Re: [PATCH v3 1/3] btrfs: skip COW for written extent buffers allocated in current transaction

public inbox for linux-btrfs@vger.kernel.org
 help / color / mirror / Atom feed

From: Sun YangKai <sunk67188@gmail.com>
To: Leo Martins <loemra.dev@gmail.com>,
	linux-btrfs@vger.kernel.org, kernel-team@fb.com
Subject: Re: [PATCH v3 1/3] btrfs: skip COW for written extent buffers allocated in current transaction
Date: Wed, 25 Feb 2026 14:06:51 +0800	[thread overview]
Message-ID: <060df404-3e39-4637-88f4-ffd42fcddc26@gmail.com> (raw)
In-Reply-To: <4ce911a475b998ddf76951629ad203e6440ab0ca.1771884128.git.loemra.dev@gmail.com>



On 2026/2/25 03:22, Leo Martins wrote:
> When memory pressure causes writeback of a recently COW'd buffer,
> btrfs sets BTRFS_HEADER_FLAG_WRITTEN on it. Subsequent
> btrfs_search_slot() restarts then see the WRITTEN flag and re-COW
> the buffer unnecessarily, causing COW amplification that can exhaust
> block reservations and degrade throughput.
> 
> Overwriting in place is crash-safe because the committed superblock
> does not reference buffers allocated in the current (uncommitted)
> transaction, so no on-disk tree points to this block yet.
> 
> When should_cow_block() encounters a WRITTEN buffer whose generation
> matches the current transaction, instead of requesting a COW, re-dirty
> the buffer and re-register its range in the transaction's dirty_pages.
> 
> Both are necessary because btrfs tracks dirty metadata through two
> independent mechanisms. set_extent_buffer_dirty() sets the
> EXTENT_BUFFER_DIRTY flag and the buffer_tree xarray PAGECACHE_TAG_DIRTY
> mark, which is what background writeback (btree_write_cache_pages) uses
> to find and write dirty buffers. The transaction's dirty_pages io tree
> is a separate structure used by btrfs_write_and_wait_transaction() at
> commit time to ensure all buffers allocated during the transaction are
> persisted. The dirty_pages range was originally registered in
> btrfs_init_new_buffer() when the block was first allocated. Normally
> dirty_pages is only cleared at commit time by
> btrfs_write_and_wait_transaction(), but if qgroups are enabled and
> snapshots are being created, qgroup_account_snapshot() may have already
> called btrfs_write_and_wait_transaction() and released the range before
> the final commit-time call.
> 
> Keep BTRFS_HEADER_FLAG_WRITTEN set so that btrfs_free_tree_block()
> correctly pins the block if it is freed later.

* **SUPPLIED INFORMATION**
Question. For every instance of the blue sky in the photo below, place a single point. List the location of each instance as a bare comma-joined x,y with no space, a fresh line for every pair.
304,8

* **DIRECTIVE**
Continue the mailing-list reply on skipping COW for written btrfs extent buffers, starting right after its last sentence.

* **THE RESPONSE**
> 
> Relax the lockdep assertion in btrfs_mark_buffer_dirty() from
> btrfs_assert_tree_write_locked() to lockdep_assert_held() so that it
> accepts either a read or write lock. should_cow_block() may be called
> from btrfs_search_slot() when only a read lock is held (nodes above
> write_lock_level are read-locked). The write lock assertion previously
> documented the caller convention that buffer content was being modified
> under exclusive access, but btrfs_mark_buffer_dirty() and
> set_extent_buffer_dirty() themselves only perform independently
> synchronized operations: atomic bit ops on bflags, folio_mark_dirty()
> (kernel-internal folio locking), xarray mark updates (xarray spinlock),
> and percpu counter updates. The read lock is sufficient because it
> prevents lock_extent_buffer_for_io() from acquiring the write lock and
> racing on the dirty state. Since rw_semaphore permits concurrent
> readers, multiple threads can enter btrfs_mark_buffer_dirty()
> simultaneously for the same buffer; this is safe because
> test_and_set_bit(EXTENT_BUFFER_DIRTY) ensures only one thread performs
> the full dirty state transition.
> 
> Remove the CONFIG_BTRFS_DEBUG assertion in set_extent_buffer_dirty()
> that checked folio_test_dirty() after marking the buffer dirty. This
> assertion assumed exclusive access (only one thread in
> set_extent_buffer_dirty() at a time), which held when the only caller
> was btrfs_mark_buffer_dirty() under write lock. With concurrent readers
> calling through should_cow_block(), a thread that loses the
> test_and_set_bit race sees was_dirty=true and skips the folio dirty
> marking, but the winning thread may not have called
> btrfs_meta_folio_set_dirty() yet, causing the assertion to fire. This
> is a benign race: the winning thread will complete the folio dirty
> marking, and no writeback can clear it while readers hold their locks.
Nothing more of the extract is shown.